**TEXT SECTION**:
────────
Moral Factory



By Erny GillenJanuary 9, 2019

A Contribution to the Consultation of the Draft Ethics Guidelines For Trustworthy AI, produced by the European Commission’s High-Level Expert Group on Artificial Intelligence

By Erny Gillen, Ethicist, Luxembourg


The working document published December, 18, 2018, for consultation until January 18, 2019, makes trustworthy AI it’s north star through ensuring AI’s ethical purpose and it’s technical robustness. 


My contribution will address the intended ethical purpose issue through eight major systemic questions. It intends to clarify the core directions taken by the AI-HLEG in the working document and thus, to contribute to a successful and ethics first AI strategy within the EU. In the second part I add specific comments.

Before, nevertheless, entering into any systematic and content discussion, I must raise my deep concern about the process and the related risks for a good outcome.

I. Process issues and related risks

The credibility and plausibility of the Draft Guidelines strongly depends on their explicability, to use the term introduced by the HLEG-AI as a precondition for trustworthiness (of AI). The Working Document is silent notably about the rationale of the composition of the HLEG-AI, the reasoning behind operated methodological and content choices, the culture and style of internal dialogue processes, the limitations of this consultation, organised in the midst of major holiday breaks (where even the EU-AGM system stands still), … 

Those pitfalls would — according to the Guidelines — not be accepted if performed by any AI system. But more importantly they do harm to the core intentions of the Guidelines and its accompanying process, as wished in March 2018 by the EGE. I strongly recommend to reconsider the timeline and show true openness for discussing and integrating divergent opinions. Following the EGE the process should foster “a dialogue that focusses on the values around which we want to organise society and the role that technology should play in it”. 

The final Guidelines should, for instance, clearly demonstrate that they do not primarily serve the interests of those called to be members of the HLEG, especially the many directly involved, and prima facie overrepresented AI companies and their academic consultants, but the European citizens.

I’m painfully aware that it is hard to organising a fair process under time constraints and political deadlines. I, nevertheless, urge the HLEG-AI to reconsider the chosen path, notably also because of the weaknesses in its systematics, as I will demonstrate with the following systemic issues to be addressed first.

II. Eight systemic issues remaining vague, ambiguous or unanswered

  1. Who is the moral / legal subject of trustworthy AI?
  2. How should AI users be protected?
  3. How will a human centric approach (vs. a humane approach) distinguish good and bad intentions, right and wrong actions within a human community composed of people of good will and terrorists?
────────
**SOURCE INFORMATION**:
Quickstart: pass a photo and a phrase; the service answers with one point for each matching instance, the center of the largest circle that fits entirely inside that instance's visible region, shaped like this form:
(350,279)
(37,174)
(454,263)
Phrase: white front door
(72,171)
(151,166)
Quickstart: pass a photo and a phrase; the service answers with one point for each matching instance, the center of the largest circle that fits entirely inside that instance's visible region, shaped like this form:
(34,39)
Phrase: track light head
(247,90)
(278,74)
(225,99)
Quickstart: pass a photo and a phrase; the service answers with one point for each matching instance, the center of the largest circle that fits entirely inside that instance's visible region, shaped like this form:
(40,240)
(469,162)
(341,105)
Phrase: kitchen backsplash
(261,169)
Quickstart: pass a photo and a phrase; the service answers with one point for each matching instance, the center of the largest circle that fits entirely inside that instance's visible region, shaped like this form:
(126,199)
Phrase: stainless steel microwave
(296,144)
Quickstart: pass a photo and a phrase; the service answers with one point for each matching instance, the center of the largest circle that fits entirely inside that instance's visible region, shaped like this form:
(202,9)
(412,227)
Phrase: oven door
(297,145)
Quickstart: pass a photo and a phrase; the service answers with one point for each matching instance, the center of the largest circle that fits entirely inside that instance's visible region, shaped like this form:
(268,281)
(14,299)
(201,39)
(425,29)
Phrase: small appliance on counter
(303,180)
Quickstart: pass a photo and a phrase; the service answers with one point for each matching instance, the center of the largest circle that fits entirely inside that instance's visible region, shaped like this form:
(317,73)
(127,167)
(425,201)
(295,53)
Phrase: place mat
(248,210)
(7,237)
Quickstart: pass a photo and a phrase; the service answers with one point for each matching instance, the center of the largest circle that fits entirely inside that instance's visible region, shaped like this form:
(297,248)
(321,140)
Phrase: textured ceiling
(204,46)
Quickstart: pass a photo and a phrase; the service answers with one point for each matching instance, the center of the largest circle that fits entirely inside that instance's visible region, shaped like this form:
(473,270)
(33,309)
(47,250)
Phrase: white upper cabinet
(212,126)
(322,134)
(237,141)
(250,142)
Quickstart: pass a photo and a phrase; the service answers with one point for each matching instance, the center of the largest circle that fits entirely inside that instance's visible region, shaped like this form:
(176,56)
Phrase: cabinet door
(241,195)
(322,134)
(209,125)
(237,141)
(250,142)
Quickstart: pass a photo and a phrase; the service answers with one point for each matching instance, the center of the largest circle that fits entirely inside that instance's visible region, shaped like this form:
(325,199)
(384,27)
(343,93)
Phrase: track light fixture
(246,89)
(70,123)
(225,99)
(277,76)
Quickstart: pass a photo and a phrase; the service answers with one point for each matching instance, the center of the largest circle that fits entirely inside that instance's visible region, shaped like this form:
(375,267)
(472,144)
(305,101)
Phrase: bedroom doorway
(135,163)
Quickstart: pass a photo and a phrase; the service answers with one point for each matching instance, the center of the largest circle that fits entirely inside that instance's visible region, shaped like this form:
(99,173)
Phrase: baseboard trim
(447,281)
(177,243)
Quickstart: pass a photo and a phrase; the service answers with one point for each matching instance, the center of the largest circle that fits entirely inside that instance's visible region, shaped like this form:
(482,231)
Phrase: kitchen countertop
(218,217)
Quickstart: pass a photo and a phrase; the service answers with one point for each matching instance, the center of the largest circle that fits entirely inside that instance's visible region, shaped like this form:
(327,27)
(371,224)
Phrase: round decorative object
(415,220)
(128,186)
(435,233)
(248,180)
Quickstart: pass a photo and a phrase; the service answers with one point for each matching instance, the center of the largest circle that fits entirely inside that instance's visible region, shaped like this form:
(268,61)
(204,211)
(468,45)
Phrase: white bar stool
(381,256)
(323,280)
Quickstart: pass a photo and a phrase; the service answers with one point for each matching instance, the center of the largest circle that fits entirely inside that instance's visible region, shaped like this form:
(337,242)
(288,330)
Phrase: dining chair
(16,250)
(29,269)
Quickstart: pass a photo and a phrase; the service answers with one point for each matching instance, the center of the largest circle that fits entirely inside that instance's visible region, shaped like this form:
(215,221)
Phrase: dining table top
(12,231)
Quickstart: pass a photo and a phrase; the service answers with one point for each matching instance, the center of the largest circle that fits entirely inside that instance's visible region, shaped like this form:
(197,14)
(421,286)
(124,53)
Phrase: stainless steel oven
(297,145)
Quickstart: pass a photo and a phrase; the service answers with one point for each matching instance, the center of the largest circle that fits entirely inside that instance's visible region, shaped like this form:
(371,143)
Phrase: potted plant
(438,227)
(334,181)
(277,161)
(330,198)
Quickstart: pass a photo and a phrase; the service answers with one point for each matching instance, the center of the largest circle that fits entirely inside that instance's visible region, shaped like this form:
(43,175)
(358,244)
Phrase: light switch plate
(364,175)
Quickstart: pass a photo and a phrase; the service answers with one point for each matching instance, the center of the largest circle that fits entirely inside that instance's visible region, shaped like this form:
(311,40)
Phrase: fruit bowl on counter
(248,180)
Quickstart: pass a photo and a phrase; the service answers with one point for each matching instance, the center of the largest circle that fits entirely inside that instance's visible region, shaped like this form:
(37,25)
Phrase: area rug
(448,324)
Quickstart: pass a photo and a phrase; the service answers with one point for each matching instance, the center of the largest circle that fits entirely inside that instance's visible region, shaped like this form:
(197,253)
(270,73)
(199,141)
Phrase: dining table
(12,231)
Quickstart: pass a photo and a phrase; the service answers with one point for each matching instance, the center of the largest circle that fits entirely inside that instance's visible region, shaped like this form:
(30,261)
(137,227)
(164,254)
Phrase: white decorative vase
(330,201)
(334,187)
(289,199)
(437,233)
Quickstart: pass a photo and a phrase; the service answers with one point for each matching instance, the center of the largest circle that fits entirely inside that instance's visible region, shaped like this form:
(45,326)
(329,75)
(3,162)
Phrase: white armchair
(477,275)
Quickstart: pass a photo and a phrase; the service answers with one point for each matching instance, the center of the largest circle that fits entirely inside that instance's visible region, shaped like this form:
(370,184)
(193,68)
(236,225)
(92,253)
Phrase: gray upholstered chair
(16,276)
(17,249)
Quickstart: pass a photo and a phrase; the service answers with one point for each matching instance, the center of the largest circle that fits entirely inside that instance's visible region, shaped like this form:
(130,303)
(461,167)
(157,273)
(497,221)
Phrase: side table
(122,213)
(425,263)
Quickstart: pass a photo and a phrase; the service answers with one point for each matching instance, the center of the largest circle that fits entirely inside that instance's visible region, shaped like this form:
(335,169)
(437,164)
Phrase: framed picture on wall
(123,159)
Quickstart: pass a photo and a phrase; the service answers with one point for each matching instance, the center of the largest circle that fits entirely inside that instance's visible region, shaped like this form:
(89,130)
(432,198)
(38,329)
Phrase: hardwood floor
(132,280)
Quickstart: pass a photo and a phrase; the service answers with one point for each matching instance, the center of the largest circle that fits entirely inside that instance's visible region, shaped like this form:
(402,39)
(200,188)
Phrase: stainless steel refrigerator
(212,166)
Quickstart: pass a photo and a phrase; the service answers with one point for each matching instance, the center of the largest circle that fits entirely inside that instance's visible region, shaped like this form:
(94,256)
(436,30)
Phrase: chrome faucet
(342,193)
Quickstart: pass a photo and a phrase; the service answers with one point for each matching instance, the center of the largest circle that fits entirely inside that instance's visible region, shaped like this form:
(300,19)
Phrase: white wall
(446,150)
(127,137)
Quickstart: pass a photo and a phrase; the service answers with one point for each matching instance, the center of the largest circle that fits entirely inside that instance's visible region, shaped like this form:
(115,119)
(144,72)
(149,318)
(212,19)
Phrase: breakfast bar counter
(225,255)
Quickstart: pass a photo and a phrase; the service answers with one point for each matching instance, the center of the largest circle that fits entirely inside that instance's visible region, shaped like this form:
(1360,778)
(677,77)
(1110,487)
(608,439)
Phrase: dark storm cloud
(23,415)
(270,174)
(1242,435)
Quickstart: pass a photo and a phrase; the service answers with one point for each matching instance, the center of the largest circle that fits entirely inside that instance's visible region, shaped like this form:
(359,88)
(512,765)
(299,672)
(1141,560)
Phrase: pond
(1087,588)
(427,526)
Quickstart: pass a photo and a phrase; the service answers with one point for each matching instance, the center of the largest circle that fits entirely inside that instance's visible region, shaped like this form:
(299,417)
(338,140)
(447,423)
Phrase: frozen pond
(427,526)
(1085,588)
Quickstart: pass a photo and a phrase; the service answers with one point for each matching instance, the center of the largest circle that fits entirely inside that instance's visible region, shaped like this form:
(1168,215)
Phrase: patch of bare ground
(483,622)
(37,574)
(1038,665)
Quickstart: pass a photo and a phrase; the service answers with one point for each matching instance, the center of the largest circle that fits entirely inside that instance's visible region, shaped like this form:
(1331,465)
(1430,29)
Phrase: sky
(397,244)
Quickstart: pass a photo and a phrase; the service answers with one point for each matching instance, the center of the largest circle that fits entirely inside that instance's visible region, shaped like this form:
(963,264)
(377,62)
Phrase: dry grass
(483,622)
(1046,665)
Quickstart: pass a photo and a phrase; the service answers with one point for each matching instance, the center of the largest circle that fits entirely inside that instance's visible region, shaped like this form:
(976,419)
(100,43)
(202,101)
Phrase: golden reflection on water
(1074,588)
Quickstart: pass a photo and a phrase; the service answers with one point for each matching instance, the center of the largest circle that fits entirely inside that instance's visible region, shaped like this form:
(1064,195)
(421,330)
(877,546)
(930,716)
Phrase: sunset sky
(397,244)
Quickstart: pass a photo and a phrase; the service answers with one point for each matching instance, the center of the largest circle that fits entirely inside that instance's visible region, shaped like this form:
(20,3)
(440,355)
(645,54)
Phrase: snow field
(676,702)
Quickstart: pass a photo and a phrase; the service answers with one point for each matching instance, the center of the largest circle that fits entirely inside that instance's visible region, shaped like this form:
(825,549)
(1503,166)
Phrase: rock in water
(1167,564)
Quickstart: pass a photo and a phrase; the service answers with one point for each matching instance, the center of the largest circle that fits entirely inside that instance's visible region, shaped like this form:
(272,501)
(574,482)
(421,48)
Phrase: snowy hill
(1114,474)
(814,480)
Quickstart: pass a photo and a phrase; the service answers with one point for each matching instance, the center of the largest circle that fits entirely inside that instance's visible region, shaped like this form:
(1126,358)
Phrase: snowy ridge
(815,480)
────────
**TASKS**:
#1 In the Moral Factory text, retype the passage starting at "I’m painfully aware" and ending at "of trustworthy AI?".
#2 Answer these questions from the Moral Factory text:
(a) On what date was the working document published?
(b) Through how many systemic questions does the contribution address the ethical purpose issue?
(c) In what month and year did the EGE express its wish for the process?
#3 According to the Moral Factory text, what is the Working Document silent about? List every item named.

**EXPECTED OUTPUTS**:
#1
I’m painfully aware that it is hard to organising a fair process under time constraints and political deadlines. I, nevertheless, urge the HLEG-AI to reconsider the chosen path, notably also because of the weaknesses in its systematics, as I will demonstrate with the following systemic issues to be addressed first.

II. Eight systemic issues remaining vague, ambiguous or unanswered

  1. Who is the moral / legal subject of trustworthy AI?

#2
(a) December 18, 2018
(b) Eight
(c) March 2018

#3
- The rationale of the composition of the HLEG-AI
- The reasoning behind operated methodological and content choices
- The culture and style of internal dialogue processes
- The limitations of this consultation, organised in the midst of major holiday breaks